§ RECORDS SHOWN:
========================
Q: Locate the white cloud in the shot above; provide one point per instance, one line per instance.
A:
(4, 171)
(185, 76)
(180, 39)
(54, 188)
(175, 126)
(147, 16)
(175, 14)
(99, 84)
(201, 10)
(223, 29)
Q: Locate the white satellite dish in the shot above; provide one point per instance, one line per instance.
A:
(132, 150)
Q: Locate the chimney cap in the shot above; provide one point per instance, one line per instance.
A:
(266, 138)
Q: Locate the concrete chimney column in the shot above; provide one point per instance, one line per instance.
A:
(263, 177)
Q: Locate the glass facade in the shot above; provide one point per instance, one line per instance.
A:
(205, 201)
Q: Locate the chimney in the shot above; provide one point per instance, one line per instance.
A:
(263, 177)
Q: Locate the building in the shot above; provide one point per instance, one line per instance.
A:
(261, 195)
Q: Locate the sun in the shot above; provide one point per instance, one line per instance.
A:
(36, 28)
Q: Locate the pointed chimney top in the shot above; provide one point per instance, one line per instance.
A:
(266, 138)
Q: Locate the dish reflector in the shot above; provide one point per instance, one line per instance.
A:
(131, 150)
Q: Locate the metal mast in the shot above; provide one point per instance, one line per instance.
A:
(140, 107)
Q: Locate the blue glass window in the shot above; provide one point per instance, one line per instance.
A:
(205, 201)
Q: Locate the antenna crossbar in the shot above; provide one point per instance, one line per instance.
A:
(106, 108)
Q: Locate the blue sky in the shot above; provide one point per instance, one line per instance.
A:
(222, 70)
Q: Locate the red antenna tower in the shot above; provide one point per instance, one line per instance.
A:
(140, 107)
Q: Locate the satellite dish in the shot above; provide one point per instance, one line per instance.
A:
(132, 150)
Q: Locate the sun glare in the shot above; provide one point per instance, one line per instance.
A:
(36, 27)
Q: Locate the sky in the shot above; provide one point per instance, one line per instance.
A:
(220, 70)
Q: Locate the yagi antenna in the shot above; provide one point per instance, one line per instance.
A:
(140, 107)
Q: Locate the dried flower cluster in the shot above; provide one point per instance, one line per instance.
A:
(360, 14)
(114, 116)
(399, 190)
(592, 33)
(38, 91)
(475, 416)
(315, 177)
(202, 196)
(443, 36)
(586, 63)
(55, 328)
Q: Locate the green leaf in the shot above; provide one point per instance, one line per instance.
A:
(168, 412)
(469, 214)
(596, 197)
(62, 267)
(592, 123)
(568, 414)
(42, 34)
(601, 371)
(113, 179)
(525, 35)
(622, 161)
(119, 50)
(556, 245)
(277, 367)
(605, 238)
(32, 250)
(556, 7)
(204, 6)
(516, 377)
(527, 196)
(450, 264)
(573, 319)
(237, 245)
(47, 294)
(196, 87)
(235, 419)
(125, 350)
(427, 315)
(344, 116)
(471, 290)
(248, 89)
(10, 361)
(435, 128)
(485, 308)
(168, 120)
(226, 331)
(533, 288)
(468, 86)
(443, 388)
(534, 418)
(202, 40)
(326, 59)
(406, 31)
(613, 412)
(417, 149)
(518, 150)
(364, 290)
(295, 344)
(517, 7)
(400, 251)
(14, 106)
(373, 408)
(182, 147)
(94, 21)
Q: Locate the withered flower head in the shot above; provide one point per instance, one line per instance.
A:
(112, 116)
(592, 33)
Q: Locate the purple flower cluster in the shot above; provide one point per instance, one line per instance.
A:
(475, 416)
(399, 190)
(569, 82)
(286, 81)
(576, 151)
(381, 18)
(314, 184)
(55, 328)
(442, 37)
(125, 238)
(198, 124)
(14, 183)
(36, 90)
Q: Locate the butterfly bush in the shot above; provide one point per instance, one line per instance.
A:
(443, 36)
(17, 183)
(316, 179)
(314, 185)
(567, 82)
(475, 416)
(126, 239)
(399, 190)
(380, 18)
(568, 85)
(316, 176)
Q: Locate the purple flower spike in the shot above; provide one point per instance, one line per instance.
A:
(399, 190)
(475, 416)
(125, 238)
========================
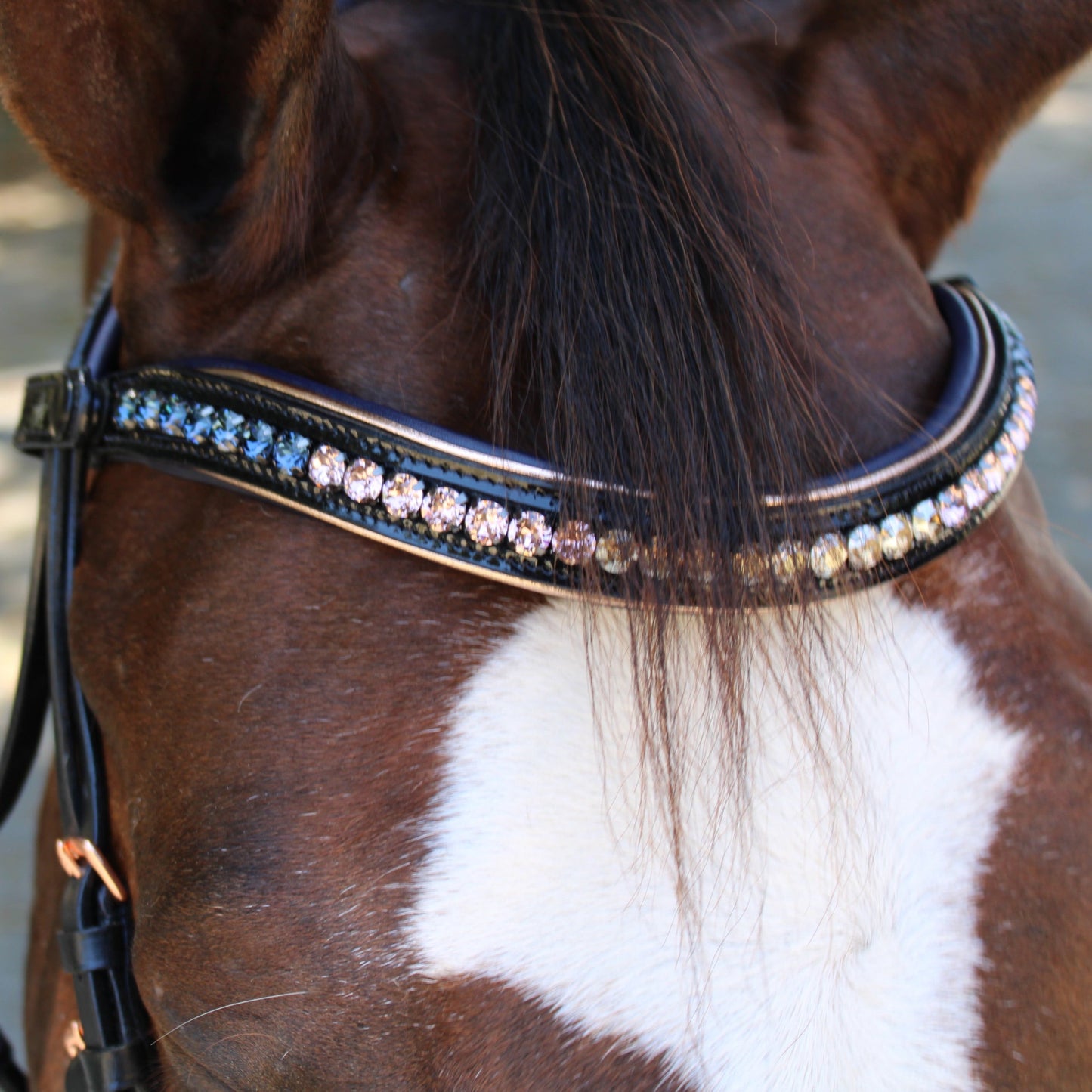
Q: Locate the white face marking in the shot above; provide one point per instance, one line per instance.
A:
========================
§ ASSIGNED TASK:
Take from the material above every line that includes the word "chimney".

§ WRITTEN ANSWER:
Q: Locate the chimney cap in the shot above; provide one point per instance, one line per instance.
Q: Locate the concrete chimney column in the shot above; provide one point per instance, one line per instance.
Q: Locate the chimney in the shot above; provide one point per instance, one line per instance.
Q: Locate the pointed chimney top in the shot above; provide one point per instance, one line per instance.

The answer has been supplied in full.